▸ Task details:
In the items below, how many lines contain the string "player"? Case counts, and the reply should be only the number.
* begin *
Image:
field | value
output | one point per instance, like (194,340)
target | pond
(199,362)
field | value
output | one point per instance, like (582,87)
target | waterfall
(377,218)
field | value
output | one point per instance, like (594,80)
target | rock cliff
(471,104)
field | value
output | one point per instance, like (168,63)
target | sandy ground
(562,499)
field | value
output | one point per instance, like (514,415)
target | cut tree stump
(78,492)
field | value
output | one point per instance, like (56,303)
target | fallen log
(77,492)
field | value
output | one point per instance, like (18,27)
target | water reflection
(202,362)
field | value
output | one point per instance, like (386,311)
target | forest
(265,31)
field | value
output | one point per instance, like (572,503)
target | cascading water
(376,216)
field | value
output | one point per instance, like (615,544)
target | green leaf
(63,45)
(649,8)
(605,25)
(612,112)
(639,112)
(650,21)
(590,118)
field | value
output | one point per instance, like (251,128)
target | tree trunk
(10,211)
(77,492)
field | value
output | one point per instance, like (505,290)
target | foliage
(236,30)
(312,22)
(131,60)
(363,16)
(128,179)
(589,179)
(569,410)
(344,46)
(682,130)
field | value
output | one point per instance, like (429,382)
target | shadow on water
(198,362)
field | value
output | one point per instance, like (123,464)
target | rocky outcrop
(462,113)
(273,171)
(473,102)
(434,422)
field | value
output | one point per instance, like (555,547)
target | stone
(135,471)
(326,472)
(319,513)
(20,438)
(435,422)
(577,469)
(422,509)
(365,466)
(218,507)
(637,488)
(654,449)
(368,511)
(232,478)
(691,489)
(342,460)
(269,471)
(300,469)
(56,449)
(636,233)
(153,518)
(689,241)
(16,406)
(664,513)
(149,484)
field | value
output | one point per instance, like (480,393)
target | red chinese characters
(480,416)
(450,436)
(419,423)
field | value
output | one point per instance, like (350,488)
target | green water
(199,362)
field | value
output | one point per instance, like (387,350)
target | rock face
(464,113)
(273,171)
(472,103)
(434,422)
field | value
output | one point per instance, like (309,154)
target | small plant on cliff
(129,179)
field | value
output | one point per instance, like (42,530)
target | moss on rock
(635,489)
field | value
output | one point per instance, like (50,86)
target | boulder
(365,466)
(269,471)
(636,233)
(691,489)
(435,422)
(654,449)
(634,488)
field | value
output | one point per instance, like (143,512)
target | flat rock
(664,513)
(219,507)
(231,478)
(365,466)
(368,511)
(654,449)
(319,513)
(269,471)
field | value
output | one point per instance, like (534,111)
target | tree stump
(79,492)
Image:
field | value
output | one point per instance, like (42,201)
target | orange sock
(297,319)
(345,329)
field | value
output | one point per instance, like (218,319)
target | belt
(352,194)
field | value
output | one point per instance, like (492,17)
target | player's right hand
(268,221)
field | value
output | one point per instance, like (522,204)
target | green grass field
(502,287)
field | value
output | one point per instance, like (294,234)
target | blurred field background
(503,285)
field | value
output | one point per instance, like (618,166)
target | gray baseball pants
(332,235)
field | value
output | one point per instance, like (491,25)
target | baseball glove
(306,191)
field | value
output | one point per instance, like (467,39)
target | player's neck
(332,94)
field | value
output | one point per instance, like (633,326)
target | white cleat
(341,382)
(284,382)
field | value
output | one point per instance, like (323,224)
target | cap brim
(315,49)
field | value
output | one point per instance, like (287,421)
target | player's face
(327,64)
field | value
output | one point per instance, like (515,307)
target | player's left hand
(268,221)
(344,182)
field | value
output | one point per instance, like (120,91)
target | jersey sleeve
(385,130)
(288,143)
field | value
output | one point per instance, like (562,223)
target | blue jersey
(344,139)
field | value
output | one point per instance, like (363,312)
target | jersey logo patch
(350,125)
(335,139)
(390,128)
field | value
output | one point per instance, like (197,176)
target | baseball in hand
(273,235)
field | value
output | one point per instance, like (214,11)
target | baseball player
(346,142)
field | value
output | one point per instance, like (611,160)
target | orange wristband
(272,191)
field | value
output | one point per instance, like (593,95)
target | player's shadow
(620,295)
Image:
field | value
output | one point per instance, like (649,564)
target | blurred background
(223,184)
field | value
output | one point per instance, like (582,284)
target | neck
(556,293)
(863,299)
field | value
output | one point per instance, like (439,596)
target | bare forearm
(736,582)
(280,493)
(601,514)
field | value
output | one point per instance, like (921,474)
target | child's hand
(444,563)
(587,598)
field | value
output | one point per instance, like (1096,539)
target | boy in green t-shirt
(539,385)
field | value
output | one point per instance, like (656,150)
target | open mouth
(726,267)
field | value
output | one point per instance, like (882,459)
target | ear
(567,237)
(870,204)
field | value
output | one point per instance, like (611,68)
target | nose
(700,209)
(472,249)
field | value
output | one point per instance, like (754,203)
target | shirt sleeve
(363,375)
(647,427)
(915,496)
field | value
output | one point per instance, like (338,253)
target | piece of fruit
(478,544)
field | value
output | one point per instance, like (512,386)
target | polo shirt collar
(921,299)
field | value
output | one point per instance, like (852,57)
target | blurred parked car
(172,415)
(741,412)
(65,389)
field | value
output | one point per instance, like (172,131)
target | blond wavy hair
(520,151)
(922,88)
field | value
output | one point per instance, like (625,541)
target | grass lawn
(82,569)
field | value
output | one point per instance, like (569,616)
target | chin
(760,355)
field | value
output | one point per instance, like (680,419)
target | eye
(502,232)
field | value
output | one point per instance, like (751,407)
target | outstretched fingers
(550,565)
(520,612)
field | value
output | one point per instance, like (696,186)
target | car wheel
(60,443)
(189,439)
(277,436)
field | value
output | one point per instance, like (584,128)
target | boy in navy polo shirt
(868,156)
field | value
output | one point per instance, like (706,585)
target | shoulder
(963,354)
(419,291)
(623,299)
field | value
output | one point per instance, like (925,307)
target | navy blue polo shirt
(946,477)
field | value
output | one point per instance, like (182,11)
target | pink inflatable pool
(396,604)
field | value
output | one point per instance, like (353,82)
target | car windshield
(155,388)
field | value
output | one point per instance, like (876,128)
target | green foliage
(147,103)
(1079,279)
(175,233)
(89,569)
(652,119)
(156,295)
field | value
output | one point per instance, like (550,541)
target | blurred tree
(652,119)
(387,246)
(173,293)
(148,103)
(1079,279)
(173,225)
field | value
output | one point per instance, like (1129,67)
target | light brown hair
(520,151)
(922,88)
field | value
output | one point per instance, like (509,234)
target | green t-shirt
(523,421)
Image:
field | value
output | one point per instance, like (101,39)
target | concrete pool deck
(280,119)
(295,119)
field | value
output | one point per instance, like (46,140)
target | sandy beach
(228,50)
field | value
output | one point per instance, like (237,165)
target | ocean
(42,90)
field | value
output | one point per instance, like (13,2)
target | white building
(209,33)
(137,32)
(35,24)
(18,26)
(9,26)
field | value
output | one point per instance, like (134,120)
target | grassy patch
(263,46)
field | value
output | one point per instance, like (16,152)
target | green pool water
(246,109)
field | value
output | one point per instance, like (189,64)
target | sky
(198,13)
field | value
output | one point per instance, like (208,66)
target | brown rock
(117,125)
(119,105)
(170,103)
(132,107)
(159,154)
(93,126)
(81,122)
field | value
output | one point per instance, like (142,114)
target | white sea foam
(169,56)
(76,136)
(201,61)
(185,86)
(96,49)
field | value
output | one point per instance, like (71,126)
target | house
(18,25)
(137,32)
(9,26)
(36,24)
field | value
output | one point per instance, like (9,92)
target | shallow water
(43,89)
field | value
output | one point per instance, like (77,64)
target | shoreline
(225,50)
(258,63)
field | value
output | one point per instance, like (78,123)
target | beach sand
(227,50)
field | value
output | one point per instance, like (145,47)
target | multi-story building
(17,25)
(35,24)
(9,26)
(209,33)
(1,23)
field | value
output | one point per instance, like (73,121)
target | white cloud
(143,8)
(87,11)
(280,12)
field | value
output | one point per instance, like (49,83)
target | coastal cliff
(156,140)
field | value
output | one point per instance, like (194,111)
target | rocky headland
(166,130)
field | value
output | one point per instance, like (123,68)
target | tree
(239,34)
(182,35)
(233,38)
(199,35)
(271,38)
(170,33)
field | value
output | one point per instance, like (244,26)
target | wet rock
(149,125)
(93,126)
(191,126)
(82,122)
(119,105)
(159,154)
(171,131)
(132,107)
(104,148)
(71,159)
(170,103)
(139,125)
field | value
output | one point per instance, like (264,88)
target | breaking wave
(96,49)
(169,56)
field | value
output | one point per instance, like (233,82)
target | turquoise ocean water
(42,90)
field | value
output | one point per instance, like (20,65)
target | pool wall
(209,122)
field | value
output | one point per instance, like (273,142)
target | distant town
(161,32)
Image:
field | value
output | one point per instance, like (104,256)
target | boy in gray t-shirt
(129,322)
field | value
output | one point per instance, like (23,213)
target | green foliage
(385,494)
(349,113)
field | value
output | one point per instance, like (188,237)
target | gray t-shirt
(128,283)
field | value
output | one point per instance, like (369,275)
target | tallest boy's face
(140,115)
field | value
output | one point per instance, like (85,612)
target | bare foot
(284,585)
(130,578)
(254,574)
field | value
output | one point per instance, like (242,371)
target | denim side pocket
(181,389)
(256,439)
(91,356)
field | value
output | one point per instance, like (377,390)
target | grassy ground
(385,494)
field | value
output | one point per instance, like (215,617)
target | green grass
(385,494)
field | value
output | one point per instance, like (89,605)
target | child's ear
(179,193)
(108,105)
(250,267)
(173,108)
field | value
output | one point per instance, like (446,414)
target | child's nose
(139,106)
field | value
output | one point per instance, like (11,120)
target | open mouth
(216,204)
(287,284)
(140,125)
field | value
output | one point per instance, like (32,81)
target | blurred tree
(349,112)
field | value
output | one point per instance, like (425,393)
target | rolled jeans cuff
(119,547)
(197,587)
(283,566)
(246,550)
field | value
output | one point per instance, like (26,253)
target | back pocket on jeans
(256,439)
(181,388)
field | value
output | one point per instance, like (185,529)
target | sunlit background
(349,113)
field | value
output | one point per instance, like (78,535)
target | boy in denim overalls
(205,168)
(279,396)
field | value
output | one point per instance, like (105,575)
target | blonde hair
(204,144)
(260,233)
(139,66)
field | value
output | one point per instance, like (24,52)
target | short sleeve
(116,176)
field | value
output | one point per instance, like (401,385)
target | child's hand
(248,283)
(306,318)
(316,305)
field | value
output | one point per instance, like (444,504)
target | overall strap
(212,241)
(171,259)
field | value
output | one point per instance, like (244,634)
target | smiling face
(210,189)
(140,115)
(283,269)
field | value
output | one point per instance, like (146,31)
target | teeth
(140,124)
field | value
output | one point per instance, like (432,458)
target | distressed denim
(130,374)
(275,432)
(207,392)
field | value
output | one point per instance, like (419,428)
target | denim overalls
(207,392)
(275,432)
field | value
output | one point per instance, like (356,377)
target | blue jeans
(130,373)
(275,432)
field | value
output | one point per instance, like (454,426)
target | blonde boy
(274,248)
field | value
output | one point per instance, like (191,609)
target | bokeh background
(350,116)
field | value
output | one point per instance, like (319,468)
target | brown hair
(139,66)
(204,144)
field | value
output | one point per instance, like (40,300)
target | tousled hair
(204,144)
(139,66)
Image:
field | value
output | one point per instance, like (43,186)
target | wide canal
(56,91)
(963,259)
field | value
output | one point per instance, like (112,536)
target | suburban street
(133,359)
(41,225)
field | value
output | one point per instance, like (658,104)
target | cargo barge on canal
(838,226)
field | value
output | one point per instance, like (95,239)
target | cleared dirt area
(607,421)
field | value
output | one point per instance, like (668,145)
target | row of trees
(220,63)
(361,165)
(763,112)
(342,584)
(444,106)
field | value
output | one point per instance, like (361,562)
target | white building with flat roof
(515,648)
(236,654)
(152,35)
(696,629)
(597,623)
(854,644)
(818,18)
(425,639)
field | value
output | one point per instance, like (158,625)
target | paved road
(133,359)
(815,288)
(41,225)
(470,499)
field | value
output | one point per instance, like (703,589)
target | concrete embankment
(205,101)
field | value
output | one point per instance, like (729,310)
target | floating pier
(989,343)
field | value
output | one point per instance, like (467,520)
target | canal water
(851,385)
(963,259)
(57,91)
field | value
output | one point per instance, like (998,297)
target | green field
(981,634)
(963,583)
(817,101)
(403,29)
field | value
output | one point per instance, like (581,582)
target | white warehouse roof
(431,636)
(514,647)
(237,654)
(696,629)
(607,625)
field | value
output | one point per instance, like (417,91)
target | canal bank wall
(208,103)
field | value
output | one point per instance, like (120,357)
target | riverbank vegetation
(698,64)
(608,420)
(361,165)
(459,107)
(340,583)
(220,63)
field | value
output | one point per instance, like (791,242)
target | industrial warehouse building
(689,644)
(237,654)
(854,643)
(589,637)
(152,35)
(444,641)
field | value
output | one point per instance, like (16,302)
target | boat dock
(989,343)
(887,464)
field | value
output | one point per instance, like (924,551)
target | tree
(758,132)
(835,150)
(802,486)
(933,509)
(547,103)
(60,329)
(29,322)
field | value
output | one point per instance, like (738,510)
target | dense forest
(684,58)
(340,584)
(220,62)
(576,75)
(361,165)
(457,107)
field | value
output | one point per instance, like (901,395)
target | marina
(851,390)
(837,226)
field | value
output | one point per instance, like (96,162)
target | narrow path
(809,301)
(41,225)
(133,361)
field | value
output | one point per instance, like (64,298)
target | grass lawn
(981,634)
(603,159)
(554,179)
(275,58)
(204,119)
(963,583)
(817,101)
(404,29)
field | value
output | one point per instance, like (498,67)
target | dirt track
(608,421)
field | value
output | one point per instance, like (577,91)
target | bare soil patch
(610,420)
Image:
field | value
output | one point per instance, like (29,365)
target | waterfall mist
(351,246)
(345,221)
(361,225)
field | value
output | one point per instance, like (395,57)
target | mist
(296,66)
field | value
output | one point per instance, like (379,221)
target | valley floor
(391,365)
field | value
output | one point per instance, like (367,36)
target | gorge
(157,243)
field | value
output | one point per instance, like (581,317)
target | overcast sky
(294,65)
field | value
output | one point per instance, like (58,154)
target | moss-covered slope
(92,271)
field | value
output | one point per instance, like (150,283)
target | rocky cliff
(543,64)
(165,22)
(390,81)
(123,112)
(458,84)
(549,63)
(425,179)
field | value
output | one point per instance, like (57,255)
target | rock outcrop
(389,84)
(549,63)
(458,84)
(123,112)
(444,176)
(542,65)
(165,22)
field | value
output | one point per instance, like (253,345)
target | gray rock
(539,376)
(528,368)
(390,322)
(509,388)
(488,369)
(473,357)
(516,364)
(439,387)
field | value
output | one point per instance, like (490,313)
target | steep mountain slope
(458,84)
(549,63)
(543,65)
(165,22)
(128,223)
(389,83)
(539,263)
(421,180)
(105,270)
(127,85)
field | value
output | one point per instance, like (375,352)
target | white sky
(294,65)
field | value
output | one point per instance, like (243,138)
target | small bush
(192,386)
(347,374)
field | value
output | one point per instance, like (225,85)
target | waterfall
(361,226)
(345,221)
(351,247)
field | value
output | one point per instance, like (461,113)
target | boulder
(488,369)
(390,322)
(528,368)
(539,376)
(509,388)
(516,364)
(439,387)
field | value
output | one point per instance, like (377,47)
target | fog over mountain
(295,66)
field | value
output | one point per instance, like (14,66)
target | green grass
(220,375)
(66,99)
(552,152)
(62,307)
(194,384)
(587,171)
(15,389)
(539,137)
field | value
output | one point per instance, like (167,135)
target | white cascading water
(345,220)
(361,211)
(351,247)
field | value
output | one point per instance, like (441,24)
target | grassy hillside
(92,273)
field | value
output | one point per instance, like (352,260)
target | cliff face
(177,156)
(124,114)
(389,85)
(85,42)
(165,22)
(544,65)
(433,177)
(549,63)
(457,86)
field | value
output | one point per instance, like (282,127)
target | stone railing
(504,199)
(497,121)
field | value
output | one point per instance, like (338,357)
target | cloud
* end *
▸ Finished answer:
6